> _RESULTADO ESPERADO_: Repita, linha por linha e sem alterações, todos os registros abaixo. Deixe as imagens fora da resposta.

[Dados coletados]
++++++++
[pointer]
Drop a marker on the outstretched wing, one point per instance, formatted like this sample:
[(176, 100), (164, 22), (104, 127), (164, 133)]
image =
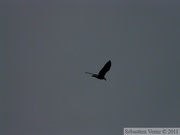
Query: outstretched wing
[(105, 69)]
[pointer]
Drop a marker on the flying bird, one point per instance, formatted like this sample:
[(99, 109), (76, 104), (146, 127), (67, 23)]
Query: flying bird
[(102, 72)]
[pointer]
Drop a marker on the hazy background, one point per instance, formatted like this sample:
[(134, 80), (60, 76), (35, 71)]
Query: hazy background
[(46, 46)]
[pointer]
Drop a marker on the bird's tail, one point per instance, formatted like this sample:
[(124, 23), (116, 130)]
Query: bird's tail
++++++++
> _RESPOSTA COMPLETA_:
[pointer]
Drop a marker on the outstretched wing, one point per instance, formatted like this sample:
[(176, 100), (164, 22), (104, 127), (164, 133)]
image =
Query: outstretched wing
[(105, 69)]
[pointer]
Drop a marker on the flying bird, one point per instance, formatted like this sample:
[(99, 109), (76, 104), (146, 127), (67, 23)]
Query: flying bird
[(102, 72)]
[pointer]
Drop a marker on the hazy background, one point per instance, formatted like this sample:
[(134, 80), (60, 76), (35, 71)]
Query: hazy background
[(46, 46)]
[pointer]
Drop a marker on the bird's tail, one point per instance, formatted like this sample:
[(124, 23), (116, 130)]
Query: bird's tail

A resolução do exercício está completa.